- [Direction 1]:
Can you copy the Ford shareholders article from "Ford's shares have" up to and including "SUVs, crimping profits."?

- [Text section]:
US:Ford feels the heat from shareholders
Ford feels the heat from shareholders
CEO faces questions about fuel economy, corporate governance and the firm's financial future
Bryce G. Hoffman / The Detroit News
As Ford Motor Co. investors gather Thursday for the company's annual meeting in Wilmington, Del., many are preparing tough questions for Chairman and CEO Bill Ford Jr. about the financial future of a company that continues to disappoint stockholders.
Mark Blair is one of those stockholders. The 65-year-old millwright from Plymouth would like to retire from Ford, but worries about how much his stock has eroded in recent years.
"It's like a gray cloud," Blair said. "That's your future. It's money you've counted on all these years."
Ford's shares have fallen 28 percent this year and closed at $7.17 Tuesday. The stock topped $30 a share in 2001 and has dropped steadily since, burning through more than $45 billion in shareholder value. The market value of Ford's outstanding shares is about $14.3 billion, compared with $200 billion for Toyota Motor Corp.
More troubles have erupted in the last year, to the dismay of Ford shareholders. High gas prices have hurt demand for the Ford Explorer and other large SUVs, crimping profits.
Squeezed by rivals and a slump in sales, and facing mounting U.S. automotive losses, Ford has launched another sweeping restructuring plan for North America that calls for shuttering 14 plants and eliminating some 30,000 factory jobs by 2012. The company has identified seven of the plants and has begun offering buyout packages to thousands of workers. But Wall Street remains largely unimpressed.
Bradley Rubin, a credit analyst with BNP Paribas in New York, said it is a question of speed. General Motors Corp., he contends, is pursuing a similar cost-cutting strategy, but is on track to complete its restructuring much faster.
"GM is going to be done -- theoretically -- four years before Ford," Rubin said. "That's a huge gap."

- [Data provided]:

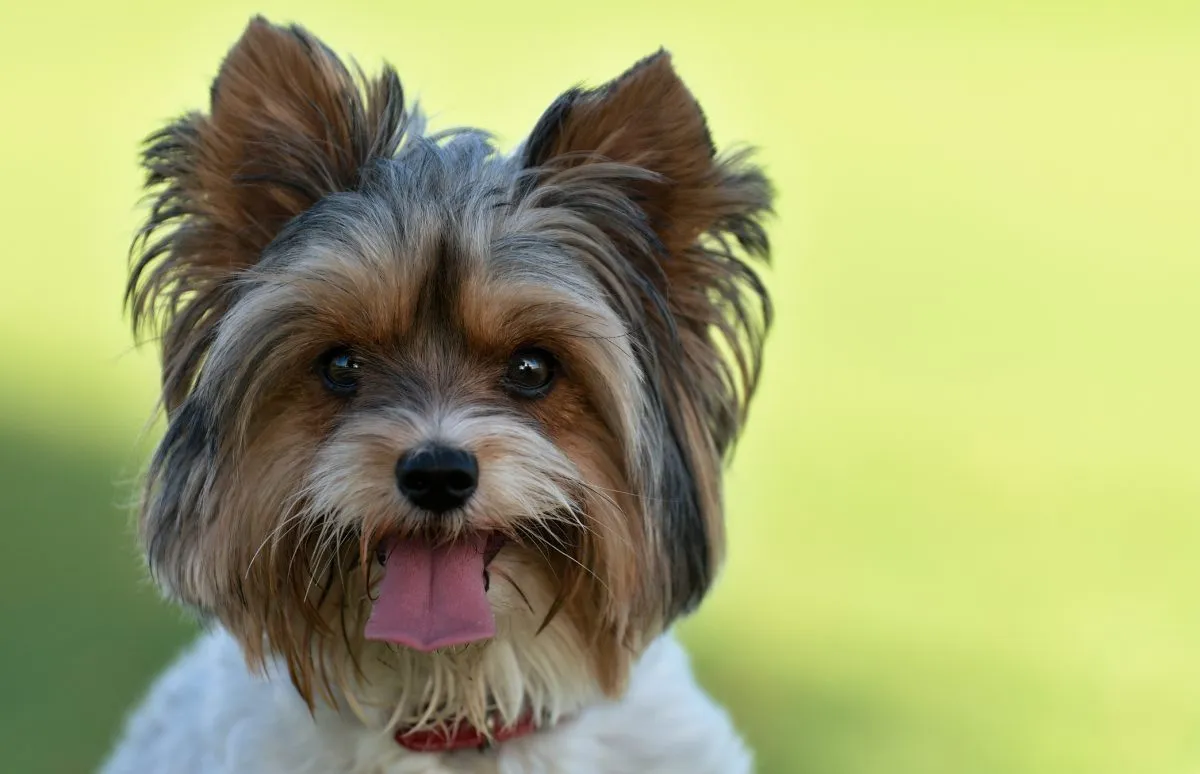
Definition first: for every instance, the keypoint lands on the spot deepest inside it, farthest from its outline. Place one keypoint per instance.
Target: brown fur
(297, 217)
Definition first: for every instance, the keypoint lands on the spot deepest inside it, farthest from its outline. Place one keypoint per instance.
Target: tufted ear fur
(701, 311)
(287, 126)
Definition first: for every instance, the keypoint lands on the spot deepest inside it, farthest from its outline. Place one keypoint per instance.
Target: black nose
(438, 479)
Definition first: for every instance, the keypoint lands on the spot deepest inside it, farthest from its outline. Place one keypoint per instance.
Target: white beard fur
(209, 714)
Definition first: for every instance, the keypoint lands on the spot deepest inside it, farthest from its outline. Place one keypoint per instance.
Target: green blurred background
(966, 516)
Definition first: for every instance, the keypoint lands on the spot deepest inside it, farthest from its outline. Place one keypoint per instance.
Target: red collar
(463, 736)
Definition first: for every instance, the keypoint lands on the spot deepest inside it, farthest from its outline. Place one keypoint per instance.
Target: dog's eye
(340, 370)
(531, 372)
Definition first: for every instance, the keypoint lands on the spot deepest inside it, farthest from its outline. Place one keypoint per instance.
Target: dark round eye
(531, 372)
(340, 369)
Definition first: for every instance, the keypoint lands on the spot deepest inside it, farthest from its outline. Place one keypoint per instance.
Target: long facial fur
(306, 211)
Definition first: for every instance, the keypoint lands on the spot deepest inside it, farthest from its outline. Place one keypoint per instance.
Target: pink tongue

---

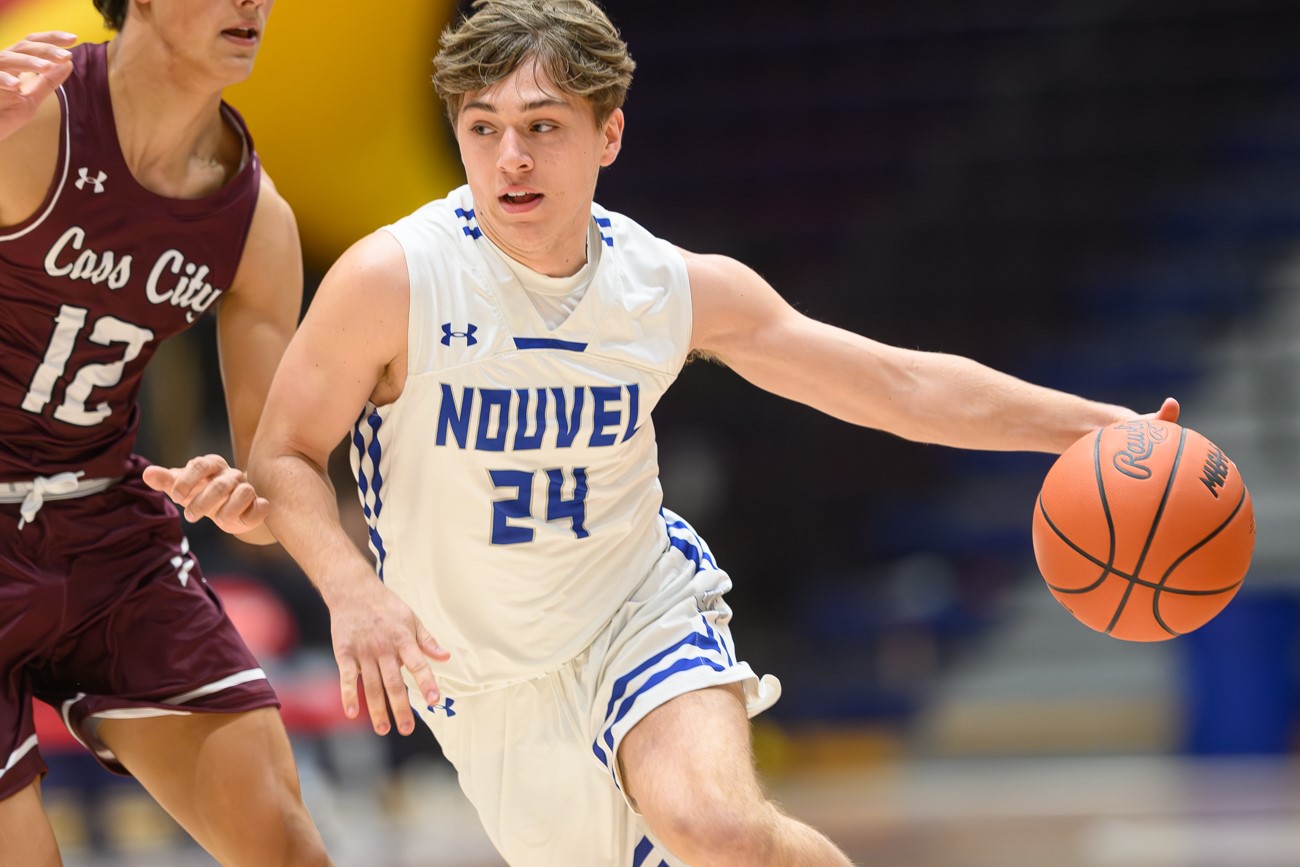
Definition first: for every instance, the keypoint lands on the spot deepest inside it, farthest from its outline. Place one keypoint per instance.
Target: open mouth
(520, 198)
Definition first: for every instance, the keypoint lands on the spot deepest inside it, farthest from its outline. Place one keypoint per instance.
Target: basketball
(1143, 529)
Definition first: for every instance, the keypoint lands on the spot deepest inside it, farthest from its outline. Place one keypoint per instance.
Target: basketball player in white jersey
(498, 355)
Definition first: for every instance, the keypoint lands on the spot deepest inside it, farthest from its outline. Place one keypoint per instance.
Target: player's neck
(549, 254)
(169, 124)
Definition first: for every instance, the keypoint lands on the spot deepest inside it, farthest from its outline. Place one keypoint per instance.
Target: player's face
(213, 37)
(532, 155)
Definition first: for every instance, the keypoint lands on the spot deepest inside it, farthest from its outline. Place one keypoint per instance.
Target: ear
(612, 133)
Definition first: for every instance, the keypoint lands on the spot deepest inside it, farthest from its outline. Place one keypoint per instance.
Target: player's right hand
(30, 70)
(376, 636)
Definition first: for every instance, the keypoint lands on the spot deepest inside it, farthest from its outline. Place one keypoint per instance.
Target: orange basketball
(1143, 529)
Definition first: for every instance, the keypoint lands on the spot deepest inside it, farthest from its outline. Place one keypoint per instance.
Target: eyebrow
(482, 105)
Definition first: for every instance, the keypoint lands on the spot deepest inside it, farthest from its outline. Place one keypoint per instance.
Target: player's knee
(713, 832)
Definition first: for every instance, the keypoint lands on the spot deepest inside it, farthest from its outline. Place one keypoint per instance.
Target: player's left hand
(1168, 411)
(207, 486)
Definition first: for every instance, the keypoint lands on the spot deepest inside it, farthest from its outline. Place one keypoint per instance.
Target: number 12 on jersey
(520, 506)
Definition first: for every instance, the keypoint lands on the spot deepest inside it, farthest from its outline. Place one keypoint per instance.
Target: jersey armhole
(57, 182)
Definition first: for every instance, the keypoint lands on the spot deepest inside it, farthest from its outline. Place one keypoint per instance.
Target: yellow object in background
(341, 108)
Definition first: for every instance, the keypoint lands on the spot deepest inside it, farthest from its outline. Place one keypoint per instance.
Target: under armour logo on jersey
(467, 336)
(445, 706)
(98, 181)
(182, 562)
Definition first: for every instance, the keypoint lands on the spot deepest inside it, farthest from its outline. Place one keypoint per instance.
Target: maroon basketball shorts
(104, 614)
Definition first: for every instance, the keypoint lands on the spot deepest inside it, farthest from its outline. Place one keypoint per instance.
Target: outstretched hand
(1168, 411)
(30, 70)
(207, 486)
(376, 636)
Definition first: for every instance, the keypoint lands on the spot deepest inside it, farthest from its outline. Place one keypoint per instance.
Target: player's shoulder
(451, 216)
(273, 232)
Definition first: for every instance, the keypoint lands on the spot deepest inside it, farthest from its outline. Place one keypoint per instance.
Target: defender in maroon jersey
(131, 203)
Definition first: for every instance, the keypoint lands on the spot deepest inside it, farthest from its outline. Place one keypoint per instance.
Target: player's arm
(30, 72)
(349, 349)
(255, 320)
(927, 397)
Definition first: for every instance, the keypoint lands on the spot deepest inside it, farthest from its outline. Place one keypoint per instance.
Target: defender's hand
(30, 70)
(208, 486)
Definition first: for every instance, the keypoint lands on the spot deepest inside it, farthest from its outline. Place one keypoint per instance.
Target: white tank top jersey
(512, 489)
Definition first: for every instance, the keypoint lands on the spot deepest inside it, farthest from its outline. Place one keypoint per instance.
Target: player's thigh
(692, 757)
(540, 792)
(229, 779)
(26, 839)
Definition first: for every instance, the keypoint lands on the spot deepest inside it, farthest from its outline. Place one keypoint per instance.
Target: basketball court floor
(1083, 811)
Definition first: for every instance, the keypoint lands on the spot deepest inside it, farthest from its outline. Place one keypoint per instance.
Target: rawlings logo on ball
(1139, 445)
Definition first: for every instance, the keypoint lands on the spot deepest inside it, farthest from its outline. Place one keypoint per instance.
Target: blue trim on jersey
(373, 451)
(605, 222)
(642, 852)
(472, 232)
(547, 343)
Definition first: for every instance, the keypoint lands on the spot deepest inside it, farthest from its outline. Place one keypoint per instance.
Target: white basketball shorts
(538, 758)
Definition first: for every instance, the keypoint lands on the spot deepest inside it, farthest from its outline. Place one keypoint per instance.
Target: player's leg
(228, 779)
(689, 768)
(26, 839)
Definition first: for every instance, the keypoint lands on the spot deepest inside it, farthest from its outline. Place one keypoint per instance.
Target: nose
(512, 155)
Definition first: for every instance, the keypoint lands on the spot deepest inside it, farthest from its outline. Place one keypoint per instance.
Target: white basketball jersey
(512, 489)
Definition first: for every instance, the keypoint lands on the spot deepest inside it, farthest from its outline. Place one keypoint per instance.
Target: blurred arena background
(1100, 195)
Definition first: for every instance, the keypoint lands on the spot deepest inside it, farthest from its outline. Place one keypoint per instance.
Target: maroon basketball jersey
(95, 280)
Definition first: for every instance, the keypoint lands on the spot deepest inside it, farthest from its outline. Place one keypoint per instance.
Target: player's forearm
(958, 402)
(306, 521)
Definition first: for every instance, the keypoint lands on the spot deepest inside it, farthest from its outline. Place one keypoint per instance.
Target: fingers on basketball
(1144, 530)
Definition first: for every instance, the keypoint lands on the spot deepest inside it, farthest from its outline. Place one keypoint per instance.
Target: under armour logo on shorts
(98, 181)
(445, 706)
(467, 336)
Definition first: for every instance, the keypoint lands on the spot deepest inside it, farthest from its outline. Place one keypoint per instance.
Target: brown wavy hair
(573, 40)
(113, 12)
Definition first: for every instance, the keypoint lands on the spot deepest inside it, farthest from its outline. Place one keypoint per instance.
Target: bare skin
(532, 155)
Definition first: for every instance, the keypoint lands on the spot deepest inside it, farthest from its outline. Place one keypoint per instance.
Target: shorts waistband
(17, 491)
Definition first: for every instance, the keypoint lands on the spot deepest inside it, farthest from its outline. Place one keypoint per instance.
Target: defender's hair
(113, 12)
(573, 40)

- [Direction 2]:
Which lines of the listing contain the word "player"? Gather each one.

- [Correct answer 1]:
Ford's shares have fallen 28 percent this year and closed at $7.17 Tuesday. The stock topped $30 a share in 2001 and has dropped steadily since, burning through more than $45 billion in shareholder value. The market value of Ford's outstanding shares is about $14.3 billion, compared with $200 billion for Toyota Motor Corp.
More troubles have erupted in the last year, to the dismay of Ford shareholders. High gas prices have hurt demand for the Ford Explorer and other large SUVs, crimping profits.

- [Correct answer 2]:
Target: basketball player in white jersey
Target: player's neck
Target: player's face
Target: player's right hand
Target: player's knee
Target: player's left hand
Target: player's shoulder
Target: player's arm
Target: player's thigh
Target: player's leg
Target: player's forearm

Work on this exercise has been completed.